[Location identification entries]
[BEGIN]

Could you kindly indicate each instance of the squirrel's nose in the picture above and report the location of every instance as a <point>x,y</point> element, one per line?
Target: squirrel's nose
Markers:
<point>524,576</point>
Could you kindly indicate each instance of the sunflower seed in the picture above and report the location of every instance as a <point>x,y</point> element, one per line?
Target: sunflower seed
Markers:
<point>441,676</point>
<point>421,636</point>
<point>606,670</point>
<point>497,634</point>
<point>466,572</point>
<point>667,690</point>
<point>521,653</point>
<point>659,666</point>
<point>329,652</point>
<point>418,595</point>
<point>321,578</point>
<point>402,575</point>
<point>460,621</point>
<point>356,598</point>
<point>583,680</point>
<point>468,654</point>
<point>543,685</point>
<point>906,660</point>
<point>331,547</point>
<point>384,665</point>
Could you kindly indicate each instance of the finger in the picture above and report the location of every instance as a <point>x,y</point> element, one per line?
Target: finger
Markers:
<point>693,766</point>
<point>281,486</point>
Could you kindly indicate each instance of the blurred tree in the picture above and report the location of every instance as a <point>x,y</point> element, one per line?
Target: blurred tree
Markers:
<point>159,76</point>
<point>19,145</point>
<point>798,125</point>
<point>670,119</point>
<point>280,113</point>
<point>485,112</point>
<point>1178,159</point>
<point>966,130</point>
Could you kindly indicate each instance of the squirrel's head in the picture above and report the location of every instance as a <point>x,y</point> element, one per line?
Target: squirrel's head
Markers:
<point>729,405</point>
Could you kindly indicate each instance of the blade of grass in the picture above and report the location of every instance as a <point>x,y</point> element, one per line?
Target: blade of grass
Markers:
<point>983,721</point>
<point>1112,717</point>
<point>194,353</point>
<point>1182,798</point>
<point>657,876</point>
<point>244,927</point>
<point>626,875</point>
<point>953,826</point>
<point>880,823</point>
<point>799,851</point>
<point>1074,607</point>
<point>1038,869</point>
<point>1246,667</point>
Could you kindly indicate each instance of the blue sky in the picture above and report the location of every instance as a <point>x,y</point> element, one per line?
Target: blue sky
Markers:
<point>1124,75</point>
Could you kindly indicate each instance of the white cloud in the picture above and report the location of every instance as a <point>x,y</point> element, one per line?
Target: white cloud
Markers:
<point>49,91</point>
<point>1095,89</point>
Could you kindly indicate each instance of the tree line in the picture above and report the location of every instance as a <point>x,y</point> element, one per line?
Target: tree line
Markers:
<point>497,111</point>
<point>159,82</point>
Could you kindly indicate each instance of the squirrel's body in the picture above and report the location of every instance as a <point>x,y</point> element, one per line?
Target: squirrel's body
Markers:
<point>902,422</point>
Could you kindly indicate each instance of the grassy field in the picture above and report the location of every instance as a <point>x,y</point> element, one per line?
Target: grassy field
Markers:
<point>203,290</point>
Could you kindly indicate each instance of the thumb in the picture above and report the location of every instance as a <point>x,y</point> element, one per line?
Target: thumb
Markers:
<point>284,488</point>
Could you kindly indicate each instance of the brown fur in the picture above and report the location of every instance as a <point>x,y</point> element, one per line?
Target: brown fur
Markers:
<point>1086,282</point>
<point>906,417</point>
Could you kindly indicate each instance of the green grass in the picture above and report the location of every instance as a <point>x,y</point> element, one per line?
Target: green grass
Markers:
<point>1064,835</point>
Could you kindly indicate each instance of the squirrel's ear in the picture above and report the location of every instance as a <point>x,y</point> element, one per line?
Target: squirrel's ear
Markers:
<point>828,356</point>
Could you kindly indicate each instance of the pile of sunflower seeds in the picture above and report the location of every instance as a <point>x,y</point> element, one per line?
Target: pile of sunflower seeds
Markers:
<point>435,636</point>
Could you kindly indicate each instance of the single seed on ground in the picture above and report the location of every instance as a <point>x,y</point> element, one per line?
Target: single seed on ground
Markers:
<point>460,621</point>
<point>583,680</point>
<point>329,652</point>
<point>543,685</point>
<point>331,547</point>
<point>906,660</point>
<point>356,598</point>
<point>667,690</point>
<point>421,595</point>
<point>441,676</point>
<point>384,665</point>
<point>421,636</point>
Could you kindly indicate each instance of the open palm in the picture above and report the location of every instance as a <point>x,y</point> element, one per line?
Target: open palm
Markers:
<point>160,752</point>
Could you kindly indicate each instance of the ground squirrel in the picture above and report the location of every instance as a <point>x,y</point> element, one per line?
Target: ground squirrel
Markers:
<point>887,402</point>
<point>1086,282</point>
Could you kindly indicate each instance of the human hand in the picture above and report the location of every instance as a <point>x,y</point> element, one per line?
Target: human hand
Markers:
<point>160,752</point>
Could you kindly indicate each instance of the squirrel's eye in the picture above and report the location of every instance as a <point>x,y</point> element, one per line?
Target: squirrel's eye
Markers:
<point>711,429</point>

[END]

## GOAL OF THE EXERCISE
Update the rows above by changing every "Markers" to "Points", and keep everything else the same.

## FULL SOLUTION
Could you kindly indicate each instance of the squirrel's nose in the picture above and report the location of every instance as a <point>x,y</point> element, one per line?
Target: squirrel's nose
Points:
<point>524,576</point>
Could you kindly indicate each instance of the sunflower seed in the picture above and report the location of every instance as a <point>x,y</point> element, one per line?
Target: sunflower seed
Points:
<point>441,676</point>
<point>421,636</point>
<point>606,670</point>
<point>497,634</point>
<point>466,572</point>
<point>667,690</point>
<point>521,653</point>
<point>659,666</point>
<point>329,652</point>
<point>418,595</point>
<point>321,578</point>
<point>402,575</point>
<point>460,621</point>
<point>356,598</point>
<point>583,680</point>
<point>468,654</point>
<point>543,685</point>
<point>906,660</point>
<point>331,547</point>
<point>384,665</point>
Could you kindly indicate each instance of the finger in the picture above and report the location of every instance as a <point>x,y</point> element, one per line?
Target: finger
Points:
<point>693,766</point>
<point>281,486</point>
Could you kindly indicate each instance of the blurred tree in the picture above and report the location of every instance as a <point>x,y</point> element, one per line?
Target: blurred tree
Points:
<point>159,76</point>
<point>19,145</point>
<point>798,125</point>
<point>670,119</point>
<point>280,113</point>
<point>485,112</point>
<point>1178,159</point>
<point>966,130</point>
Could you kindly indicate each instance of the squirrel's head in the picture above and report the location of every instance as a <point>x,y</point> element, one per line?
Target: squirrel's head
Points:
<point>729,405</point>
Could you kindly indicate each instance of the blade of grass in the picture above and report the location of every instance as a <point>x,y</point> element, one per line?
Target: blade of grass
Points:
<point>983,721</point>
<point>1112,717</point>
<point>194,353</point>
<point>1182,798</point>
<point>657,876</point>
<point>244,927</point>
<point>626,875</point>
<point>953,826</point>
<point>880,823</point>
<point>799,851</point>
<point>1074,607</point>
<point>1038,869</point>
<point>1246,667</point>
Could you kindly indicate each instance of the blue sky in the picture above and report the location of every instance as a <point>x,y</point> element, one per line?
Target: blue sky
Points:
<point>1124,75</point>
Could you kindly indicate each instance of the white cloud in the picture above and report the location of every instance as a <point>x,y</point> element, one per line?
Target: white cloud
Points:
<point>49,91</point>
<point>1095,89</point>
Could you kindly indicate each instance of the tree line in the picture above and report the location of every instance as a <point>x,y</point> element, one per line?
Target: tree line
Points:
<point>497,111</point>
<point>159,82</point>
Could you kindly indicate each instance of the squirrel's body in the picture above and report the location of every instance as a <point>x,y</point> element, one per line?
Target: squirrel's body
Points:
<point>902,422</point>
Could you kindly indicate each instance of the grassy field in the picture above and report the location of every instance as a <point>x,y</point> element, one per line?
Target: grassy field
Points:
<point>203,290</point>
Could you kindly indicate each instance of the thumb in the picture above and report the location of every instance as a <point>x,y</point> element, one per line?
Target: thumb
Points:
<point>284,488</point>
Could you kindly indicate each instance of the brown fur in the picture above and report the location of every instance as a <point>x,y</point> element, one per line?
Target: brown fur
Points:
<point>1086,282</point>
<point>906,417</point>
Could you kindly indicate each instance of the green grass in the picture above and report the location of every instance as a <point>x,y</point> element, one per line?
Target: green grass
Points:
<point>1064,835</point>
Could you kindly indicate each instance of the squirrel's ear in the picture above and report the location of every instance as a <point>x,y</point> element, one per line?
Target: squirrel's ear
Points:
<point>828,356</point>
Could you kindly indicate each instance of the pile of sunflower seeds in the picture above and report the location of every instance as a <point>x,y</point> element, one per line?
Target: pile of sunflower seeds
Points:
<point>435,636</point>
Could you kindly indicate each instance of the single seed on ground in the picture above and report the location of every instance as a <point>x,y</point> element, one per line?
Target: single seed on ground
Points:
<point>460,621</point>
<point>583,680</point>
<point>329,652</point>
<point>543,685</point>
<point>331,547</point>
<point>906,660</point>
<point>356,598</point>
<point>667,690</point>
<point>421,595</point>
<point>441,676</point>
<point>384,665</point>
<point>421,636</point>
Could you kindly indicate each instance of the open palm in the picture above and report the location of every instance as a <point>x,y</point> element, one per line?
Target: open palm
Points:
<point>160,752</point>
Could you kindly indicate each instance of the ground squirrel in the picture above and report the location of every instance as a <point>x,y</point> element, one per line?
Target: ground squirrel
Points:
<point>887,402</point>
<point>1086,282</point>
Could you kindly indicate each instance of the human hand in the picture above and report the location of every instance as a <point>x,y</point> element, one per line?
Target: human hand
Points:
<point>160,752</point>
Could you kindly indicate each instance of the squirrel's eye in the picture above and report the location of every instance as a <point>x,y</point> element, one per line?
Target: squirrel's eye
Points:
<point>711,429</point>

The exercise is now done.